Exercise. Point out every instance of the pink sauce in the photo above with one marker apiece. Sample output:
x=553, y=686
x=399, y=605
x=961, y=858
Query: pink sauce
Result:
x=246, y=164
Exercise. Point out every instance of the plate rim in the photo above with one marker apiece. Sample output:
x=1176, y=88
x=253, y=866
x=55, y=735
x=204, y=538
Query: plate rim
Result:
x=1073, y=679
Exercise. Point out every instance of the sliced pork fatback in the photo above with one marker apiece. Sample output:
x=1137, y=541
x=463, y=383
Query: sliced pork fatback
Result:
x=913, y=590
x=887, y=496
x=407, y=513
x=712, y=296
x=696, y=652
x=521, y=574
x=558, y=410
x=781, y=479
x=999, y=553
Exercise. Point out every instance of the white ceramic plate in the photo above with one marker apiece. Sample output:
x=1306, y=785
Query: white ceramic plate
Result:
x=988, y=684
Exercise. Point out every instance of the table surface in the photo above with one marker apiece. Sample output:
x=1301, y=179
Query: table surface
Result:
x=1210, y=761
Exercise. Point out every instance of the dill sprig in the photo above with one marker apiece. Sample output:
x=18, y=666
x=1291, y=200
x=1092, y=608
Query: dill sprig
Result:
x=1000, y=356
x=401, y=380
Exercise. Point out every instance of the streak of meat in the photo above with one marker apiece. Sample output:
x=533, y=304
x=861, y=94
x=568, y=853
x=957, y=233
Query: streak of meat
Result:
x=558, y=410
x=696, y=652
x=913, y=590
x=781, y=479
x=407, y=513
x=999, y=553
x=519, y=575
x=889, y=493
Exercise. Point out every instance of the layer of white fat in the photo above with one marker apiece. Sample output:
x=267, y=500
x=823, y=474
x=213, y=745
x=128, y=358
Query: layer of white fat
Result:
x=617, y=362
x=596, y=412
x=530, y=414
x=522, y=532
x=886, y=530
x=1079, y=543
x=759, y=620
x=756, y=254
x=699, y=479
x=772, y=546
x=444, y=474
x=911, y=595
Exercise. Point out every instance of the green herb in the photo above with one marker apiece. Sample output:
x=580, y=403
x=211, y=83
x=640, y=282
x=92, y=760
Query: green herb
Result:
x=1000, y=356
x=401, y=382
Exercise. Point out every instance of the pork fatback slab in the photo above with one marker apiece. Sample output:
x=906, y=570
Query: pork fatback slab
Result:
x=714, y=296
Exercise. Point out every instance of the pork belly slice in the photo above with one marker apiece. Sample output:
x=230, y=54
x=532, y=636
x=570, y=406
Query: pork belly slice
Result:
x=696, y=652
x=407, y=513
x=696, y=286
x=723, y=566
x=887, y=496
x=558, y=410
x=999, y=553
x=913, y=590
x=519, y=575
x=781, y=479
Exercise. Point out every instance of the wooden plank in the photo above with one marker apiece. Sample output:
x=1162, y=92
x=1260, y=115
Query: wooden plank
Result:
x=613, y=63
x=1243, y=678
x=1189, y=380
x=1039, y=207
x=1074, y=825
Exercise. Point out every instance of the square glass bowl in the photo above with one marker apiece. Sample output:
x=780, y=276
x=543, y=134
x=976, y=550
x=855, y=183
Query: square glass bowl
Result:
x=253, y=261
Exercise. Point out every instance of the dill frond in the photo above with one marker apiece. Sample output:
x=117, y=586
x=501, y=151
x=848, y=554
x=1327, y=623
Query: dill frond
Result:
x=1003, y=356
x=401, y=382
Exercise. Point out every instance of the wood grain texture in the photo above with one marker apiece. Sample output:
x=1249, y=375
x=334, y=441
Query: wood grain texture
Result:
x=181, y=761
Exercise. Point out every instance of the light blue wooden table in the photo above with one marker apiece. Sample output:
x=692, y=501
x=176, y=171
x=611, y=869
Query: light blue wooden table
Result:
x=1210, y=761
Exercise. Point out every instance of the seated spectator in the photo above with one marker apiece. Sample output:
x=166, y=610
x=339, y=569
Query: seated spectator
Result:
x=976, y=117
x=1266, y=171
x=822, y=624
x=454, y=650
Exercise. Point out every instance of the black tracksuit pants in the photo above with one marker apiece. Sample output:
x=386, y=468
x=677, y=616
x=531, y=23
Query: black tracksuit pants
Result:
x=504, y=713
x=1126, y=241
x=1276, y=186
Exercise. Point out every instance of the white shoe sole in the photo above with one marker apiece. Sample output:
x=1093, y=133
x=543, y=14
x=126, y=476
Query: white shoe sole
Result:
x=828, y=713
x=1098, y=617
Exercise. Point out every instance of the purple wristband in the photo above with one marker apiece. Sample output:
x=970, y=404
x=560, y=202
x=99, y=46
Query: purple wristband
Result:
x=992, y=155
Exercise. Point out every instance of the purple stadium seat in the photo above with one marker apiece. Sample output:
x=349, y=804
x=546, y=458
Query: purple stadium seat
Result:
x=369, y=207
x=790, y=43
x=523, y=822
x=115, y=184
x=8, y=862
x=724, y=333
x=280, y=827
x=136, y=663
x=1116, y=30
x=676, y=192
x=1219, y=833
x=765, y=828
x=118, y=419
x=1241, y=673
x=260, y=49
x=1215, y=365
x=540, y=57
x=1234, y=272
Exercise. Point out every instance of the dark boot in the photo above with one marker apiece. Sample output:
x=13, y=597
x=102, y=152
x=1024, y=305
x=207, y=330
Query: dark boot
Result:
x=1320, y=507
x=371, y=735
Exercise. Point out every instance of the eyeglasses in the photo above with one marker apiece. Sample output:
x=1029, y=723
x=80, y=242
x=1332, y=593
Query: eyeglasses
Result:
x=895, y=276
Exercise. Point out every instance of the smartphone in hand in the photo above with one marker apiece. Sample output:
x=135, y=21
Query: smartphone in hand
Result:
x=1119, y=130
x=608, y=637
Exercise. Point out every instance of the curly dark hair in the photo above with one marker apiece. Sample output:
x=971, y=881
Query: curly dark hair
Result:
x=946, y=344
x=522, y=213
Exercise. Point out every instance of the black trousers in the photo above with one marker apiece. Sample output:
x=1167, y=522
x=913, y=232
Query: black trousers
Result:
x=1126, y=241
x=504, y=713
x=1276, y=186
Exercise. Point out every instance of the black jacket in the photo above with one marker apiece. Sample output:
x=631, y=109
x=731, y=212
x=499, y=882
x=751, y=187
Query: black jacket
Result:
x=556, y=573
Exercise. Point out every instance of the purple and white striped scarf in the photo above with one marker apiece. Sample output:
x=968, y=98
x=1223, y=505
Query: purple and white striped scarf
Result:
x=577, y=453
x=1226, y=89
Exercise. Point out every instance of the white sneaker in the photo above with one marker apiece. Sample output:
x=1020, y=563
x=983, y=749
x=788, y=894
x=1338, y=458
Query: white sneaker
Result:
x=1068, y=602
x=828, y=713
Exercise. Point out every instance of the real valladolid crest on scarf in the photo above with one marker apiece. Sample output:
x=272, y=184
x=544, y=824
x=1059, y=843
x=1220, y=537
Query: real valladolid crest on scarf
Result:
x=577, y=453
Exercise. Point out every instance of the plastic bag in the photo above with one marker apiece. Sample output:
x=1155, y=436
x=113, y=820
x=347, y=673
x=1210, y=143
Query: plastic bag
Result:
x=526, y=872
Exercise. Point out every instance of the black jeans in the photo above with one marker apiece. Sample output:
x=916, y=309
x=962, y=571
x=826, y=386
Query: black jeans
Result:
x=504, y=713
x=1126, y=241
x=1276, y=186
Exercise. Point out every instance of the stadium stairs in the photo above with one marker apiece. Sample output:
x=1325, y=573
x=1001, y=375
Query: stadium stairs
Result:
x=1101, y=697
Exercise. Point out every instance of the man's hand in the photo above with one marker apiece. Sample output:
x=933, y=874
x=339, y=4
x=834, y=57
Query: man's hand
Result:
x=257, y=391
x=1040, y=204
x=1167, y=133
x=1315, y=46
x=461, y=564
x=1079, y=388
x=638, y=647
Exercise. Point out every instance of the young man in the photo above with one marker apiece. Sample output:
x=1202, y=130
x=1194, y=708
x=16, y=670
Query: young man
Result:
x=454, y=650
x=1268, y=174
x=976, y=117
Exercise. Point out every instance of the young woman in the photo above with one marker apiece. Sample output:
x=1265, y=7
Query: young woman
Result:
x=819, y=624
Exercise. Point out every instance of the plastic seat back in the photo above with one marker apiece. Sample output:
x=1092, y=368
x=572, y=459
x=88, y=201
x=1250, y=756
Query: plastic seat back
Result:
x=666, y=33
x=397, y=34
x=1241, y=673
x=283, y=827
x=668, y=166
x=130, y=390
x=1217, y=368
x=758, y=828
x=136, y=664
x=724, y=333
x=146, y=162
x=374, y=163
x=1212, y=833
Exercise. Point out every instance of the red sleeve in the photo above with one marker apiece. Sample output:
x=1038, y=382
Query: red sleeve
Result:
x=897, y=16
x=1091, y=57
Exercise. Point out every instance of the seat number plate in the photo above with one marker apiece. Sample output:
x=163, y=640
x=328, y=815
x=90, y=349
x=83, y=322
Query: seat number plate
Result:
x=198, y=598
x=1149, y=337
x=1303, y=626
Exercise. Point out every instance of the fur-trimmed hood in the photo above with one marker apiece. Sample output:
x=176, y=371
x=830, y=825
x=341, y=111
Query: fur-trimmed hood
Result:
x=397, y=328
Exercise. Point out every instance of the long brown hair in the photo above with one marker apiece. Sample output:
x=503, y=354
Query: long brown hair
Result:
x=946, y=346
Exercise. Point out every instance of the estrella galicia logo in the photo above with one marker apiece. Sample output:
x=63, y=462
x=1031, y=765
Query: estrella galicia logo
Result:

────────────────

EXERCISE REQUIREMENTS
Rewrite the entries from the line with "Exercise. Point out every instance of the table" to the line with "x=889, y=493", replacing "dill sprig" with "parsley sprig" and keeping everything else the same.

THE OUTPUT
Exercise. Point out every instance of the table surface in the photo above with one marker apiece. Sample output:
x=1301, y=179
Query: table surface
Result:
x=1210, y=761
Exercise. Point out every instance of the parsley sprig in the photo above with one marker apiece. Sample output:
x=18, y=666
x=1291, y=200
x=1092, y=608
Query: parsley sprig
Result:
x=1000, y=356
x=401, y=380
Exercise. Point out every instance of the streak of meat in the photo above with one marker apiece. Sample output:
x=533, y=304
x=861, y=94
x=568, y=853
x=957, y=233
Query: streak of meat
Result:
x=558, y=410
x=696, y=652
x=913, y=590
x=781, y=479
x=407, y=513
x=999, y=553
x=519, y=575
x=889, y=493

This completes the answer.